[[ Document excerpt open ]]

23 August, 2015

Divorcing the Disease...

Some goddesses are puzzled by this...like me...
It's been a long time, some of you have heard the news from family members, though I've talked to very few people about it...these last months since Spring 2013 have been painful and traumatic and hurt filled for the whole family. The title here isn't a clever play on words, after over 22 years of marriage and raising two beautiful children, my husband and I are going our separate ways and have been working through separation and are in the process of divorce.


     Don't get me wrong in thinking I blame my various inherited disabilities and the associated levels of grinding pain  I'm living in to have been the sole, or maybe not even the main cause of our divorce. I seriously offered my husband a divorce for the first time when I realized just how far our lives would be from anything either of us had planned, and just how grim it was going to get to live with someone who was in constant agony, as if a dentist's drill were going  after 1 quadrant of their head 24 hours every day with no let up, while the ground glass feeling in all the joints on my extremities that had been my version of fibromyalgia and flaring was flared at the same time. It was pretty horrendous. If I didn't have a throbbing piercing pain stabbing from my eye back through my head in tune with my heartbeat like an ice pick was being hammered through my eye, I was feeling the back pain from multiple sports injuries or the grinding glass over raw hamburger torture that assaulted my ankles, knees, shoulders, elbows, and wrists. Rick and I didn't have to be told about gateway pain, we lived it. And I never lived very far from my syringes of migraine relief, message, and acupuncture in those first years after I had my kids and sent my body chemistry and our lives into purgatory.

[[ Document excerpt closed ]]

■ Instructions for the task ■
Return the passage of the post on divorce and chronic pain between "It's been a" and "process of divorce.", inclusive.

[[ Supplied records open ]]

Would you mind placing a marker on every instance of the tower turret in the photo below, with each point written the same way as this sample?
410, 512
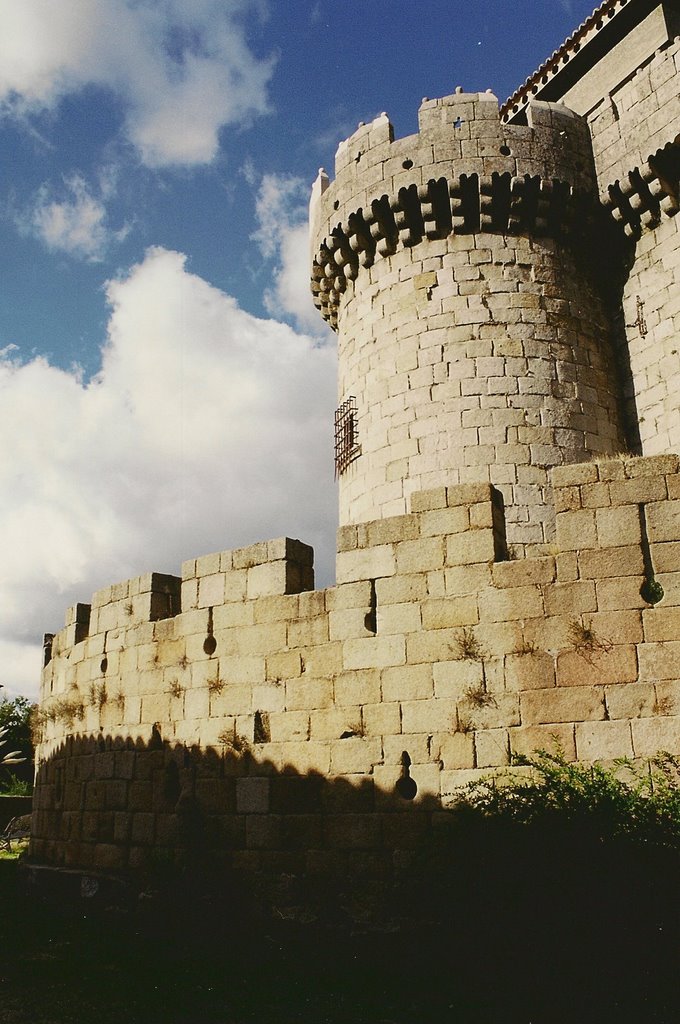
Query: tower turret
472, 341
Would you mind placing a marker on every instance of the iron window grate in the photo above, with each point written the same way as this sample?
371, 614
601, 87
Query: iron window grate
346, 435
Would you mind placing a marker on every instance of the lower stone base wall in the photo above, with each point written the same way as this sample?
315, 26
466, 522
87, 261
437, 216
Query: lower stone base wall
303, 731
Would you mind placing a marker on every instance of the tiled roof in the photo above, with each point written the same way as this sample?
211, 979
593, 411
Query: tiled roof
593, 25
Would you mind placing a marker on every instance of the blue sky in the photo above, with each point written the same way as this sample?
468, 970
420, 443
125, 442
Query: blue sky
166, 388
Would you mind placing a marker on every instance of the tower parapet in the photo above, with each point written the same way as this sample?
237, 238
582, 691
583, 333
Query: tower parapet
472, 338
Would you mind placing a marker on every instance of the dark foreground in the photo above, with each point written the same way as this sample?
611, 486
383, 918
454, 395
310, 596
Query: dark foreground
507, 928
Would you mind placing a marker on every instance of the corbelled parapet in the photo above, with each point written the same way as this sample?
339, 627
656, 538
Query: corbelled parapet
473, 343
465, 171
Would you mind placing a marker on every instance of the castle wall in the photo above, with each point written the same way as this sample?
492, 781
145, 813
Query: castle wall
275, 724
471, 337
651, 315
474, 357
637, 156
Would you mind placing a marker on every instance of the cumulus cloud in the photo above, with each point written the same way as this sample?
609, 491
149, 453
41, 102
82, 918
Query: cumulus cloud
76, 223
205, 429
181, 69
282, 212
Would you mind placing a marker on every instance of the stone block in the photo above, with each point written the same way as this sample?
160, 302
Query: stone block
441, 522
664, 520
574, 475
283, 665
424, 501
597, 667
631, 700
357, 687
555, 738
492, 748
331, 723
576, 704
374, 652
467, 580
427, 779
263, 832
324, 659
570, 598
454, 679
603, 740
666, 557
420, 556
523, 572
617, 524
511, 605
269, 697
576, 530
348, 624
350, 595
398, 619
428, 716
640, 489
650, 735
408, 682
280, 607
401, 589
661, 624
303, 694
619, 593
308, 632
392, 530
382, 719
467, 549
288, 725
530, 671
660, 660
608, 562
355, 755
366, 563
267, 579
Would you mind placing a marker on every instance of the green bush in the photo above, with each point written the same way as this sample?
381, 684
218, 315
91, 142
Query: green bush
633, 801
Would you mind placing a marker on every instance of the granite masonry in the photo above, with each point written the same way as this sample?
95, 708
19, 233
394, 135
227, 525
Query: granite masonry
505, 290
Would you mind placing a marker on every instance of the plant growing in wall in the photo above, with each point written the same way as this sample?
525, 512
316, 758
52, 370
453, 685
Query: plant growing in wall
468, 646
587, 641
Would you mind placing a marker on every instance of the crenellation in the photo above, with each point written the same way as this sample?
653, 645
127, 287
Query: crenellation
508, 556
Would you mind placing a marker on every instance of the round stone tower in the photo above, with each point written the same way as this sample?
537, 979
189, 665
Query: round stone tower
456, 266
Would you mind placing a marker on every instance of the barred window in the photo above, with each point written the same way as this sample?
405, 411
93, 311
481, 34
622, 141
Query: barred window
346, 435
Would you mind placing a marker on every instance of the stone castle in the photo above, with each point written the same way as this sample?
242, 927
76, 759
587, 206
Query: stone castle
505, 287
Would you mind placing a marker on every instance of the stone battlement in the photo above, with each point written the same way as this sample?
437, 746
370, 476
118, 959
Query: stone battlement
504, 287
464, 172
432, 643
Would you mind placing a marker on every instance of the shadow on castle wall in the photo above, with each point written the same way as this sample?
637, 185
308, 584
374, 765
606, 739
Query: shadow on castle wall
437, 911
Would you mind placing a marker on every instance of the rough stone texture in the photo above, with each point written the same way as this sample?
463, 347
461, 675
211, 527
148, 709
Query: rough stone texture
199, 717
507, 304
470, 332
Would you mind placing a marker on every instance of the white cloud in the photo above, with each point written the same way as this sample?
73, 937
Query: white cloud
182, 69
76, 225
283, 235
206, 429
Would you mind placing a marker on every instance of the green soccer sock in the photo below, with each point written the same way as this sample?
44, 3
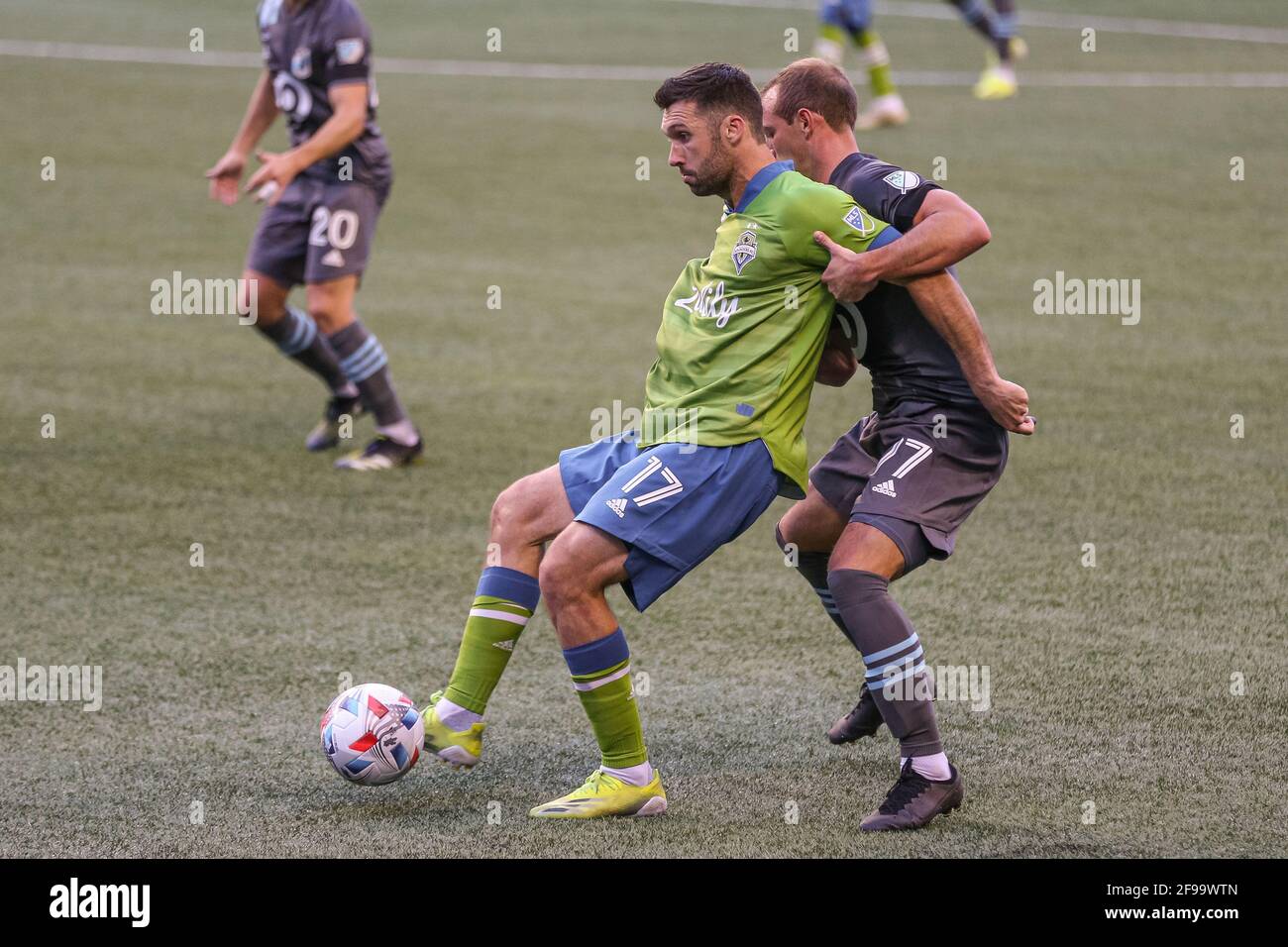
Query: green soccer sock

[[ Supplied records closed ]]

■ Exercise output ■
It's been a long time, some of you have heard the news from family members, though I've talked to very few people about it...these last months since Spring 2013 have been painful and traumatic and hurt filled for the whole family. The title here isn't a clever play on words, after over 22 years of marriage and raising two beautiful children, my husband and I are going our separate ways and have been working through separation and are in the process of divorce.